══ Task inputs ══

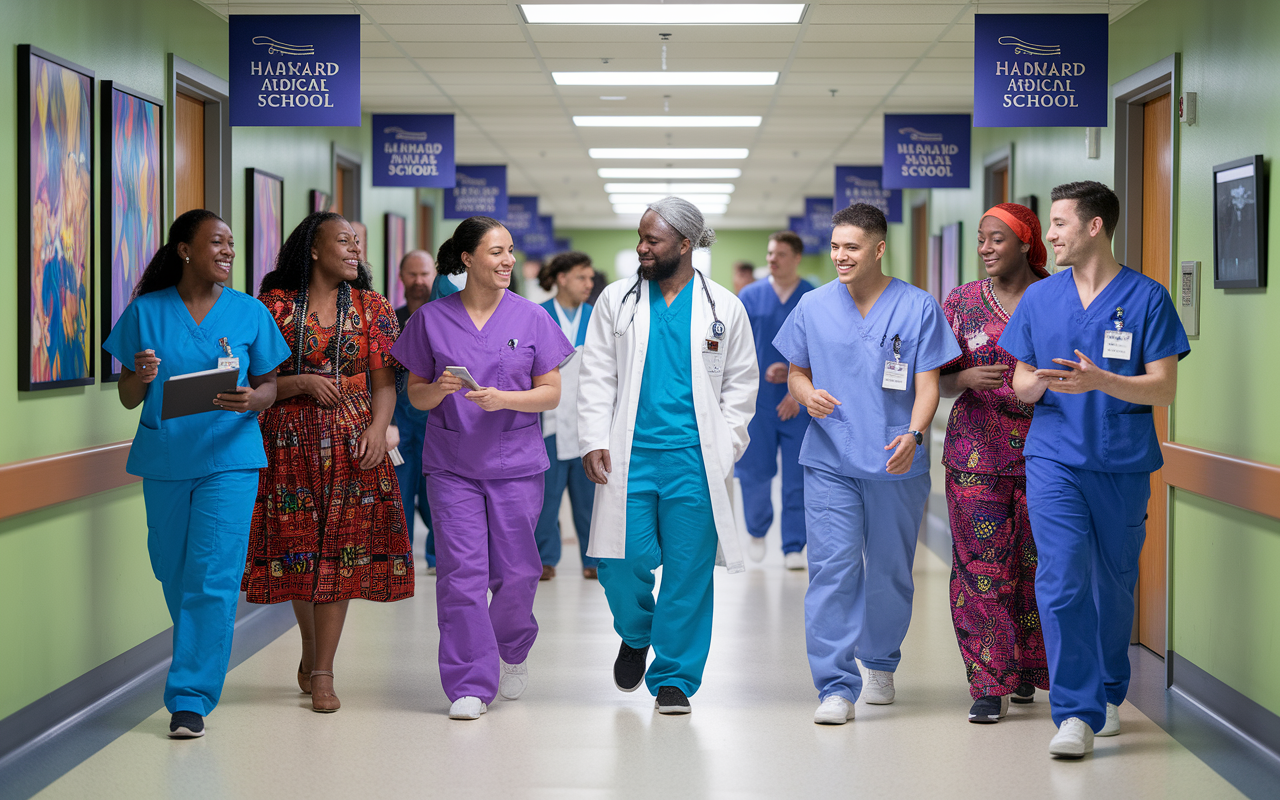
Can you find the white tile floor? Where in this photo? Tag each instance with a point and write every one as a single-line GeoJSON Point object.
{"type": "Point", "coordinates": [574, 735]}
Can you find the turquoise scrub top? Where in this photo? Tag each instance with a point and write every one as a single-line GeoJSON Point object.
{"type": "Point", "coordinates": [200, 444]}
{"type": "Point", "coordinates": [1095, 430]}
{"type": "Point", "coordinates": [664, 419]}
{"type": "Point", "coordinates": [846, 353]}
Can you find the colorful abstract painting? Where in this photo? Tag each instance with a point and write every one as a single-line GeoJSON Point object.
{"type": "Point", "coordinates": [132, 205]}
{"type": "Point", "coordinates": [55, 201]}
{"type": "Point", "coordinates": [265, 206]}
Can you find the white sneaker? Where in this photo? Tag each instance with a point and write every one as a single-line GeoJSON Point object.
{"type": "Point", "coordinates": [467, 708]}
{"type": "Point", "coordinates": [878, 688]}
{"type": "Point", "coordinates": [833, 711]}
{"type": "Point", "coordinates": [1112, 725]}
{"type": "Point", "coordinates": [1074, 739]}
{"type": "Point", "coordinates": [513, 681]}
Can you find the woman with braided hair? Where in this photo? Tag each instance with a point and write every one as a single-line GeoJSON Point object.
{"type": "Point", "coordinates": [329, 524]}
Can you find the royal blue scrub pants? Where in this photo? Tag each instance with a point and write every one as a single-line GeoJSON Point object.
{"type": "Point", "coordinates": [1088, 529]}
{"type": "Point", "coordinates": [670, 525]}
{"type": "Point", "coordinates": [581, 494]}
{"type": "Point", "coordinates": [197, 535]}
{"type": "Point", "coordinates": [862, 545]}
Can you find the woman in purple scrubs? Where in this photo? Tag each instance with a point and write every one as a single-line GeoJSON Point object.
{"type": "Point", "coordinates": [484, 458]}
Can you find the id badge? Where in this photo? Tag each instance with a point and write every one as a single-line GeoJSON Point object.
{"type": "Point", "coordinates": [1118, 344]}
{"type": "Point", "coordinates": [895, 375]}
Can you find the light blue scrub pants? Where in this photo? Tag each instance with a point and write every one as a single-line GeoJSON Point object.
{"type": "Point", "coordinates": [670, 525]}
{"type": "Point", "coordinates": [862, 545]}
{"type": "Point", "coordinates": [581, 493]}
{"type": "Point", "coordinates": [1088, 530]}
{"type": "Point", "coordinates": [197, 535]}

═══

Problem description =
Write the entries out in full and exactly, omitting every picture.

Answer to this task =
Can you find the white tile floor? Where in this photo? Tag each instance with a point and write every one as a single-line GeoJSON Point object.
{"type": "Point", "coordinates": [574, 735]}
Can you find the turquoise scrub top? Where in this photo? Tag each instance with a point and write every one as a single-line GeoJSON Point object.
{"type": "Point", "coordinates": [200, 444]}
{"type": "Point", "coordinates": [1095, 430]}
{"type": "Point", "coordinates": [664, 419]}
{"type": "Point", "coordinates": [846, 353]}
Can you find the colorful abstract painting? Where in this photo? Tag each instance with a point and write every one as a single-line GeoJSON Point object.
{"type": "Point", "coordinates": [132, 205]}
{"type": "Point", "coordinates": [55, 201]}
{"type": "Point", "coordinates": [265, 206]}
Can you find the white sneaker? Where in this photo? Tag each instance with a point and write every one as a single-line GeoJSON Point object.
{"type": "Point", "coordinates": [467, 708]}
{"type": "Point", "coordinates": [878, 688]}
{"type": "Point", "coordinates": [833, 711]}
{"type": "Point", "coordinates": [1112, 725]}
{"type": "Point", "coordinates": [1074, 739]}
{"type": "Point", "coordinates": [513, 681]}
Can you find the woman with braided hair? Where in this photo? Tag each instance with a point and write every one as a single-line GeoJSON Point object.
{"type": "Point", "coordinates": [329, 524]}
Can you find the royal blue scrub pants? Where in this photo? Tag each instance with a point and write every one as a single-line GeoJSON Point object.
{"type": "Point", "coordinates": [1088, 529]}
{"type": "Point", "coordinates": [670, 525]}
{"type": "Point", "coordinates": [581, 494]}
{"type": "Point", "coordinates": [197, 535]}
{"type": "Point", "coordinates": [862, 545]}
Can you find the woman in purple scrubs? Where in this photo? Tag each instance with a point and write every one as a single-line GeoJSON Point object.
{"type": "Point", "coordinates": [484, 458]}
Can you find the id badge? Where in this photo? Tag each instance with a point and write every one as a single-line GeoJSON Point object.
{"type": "Point", "coordinates": [1118, 344]}
{"type": "Point", "coordinates": [895, 375]}
Can you find the light blue scrub pants? Where in this photo? Tag each instance with a point and write every one as a single-line GeoJSON Point object.
{"type": "Point", "coordinates": [670, 525]}
{"type": "Point", "coordinates": [862, 545]}
{"type": "Point", "coordinates": [581, 493]}
{"type": "Point", "coordinates": [1088, 530]}
{"type": "Point", "coordinates": [197, 535]}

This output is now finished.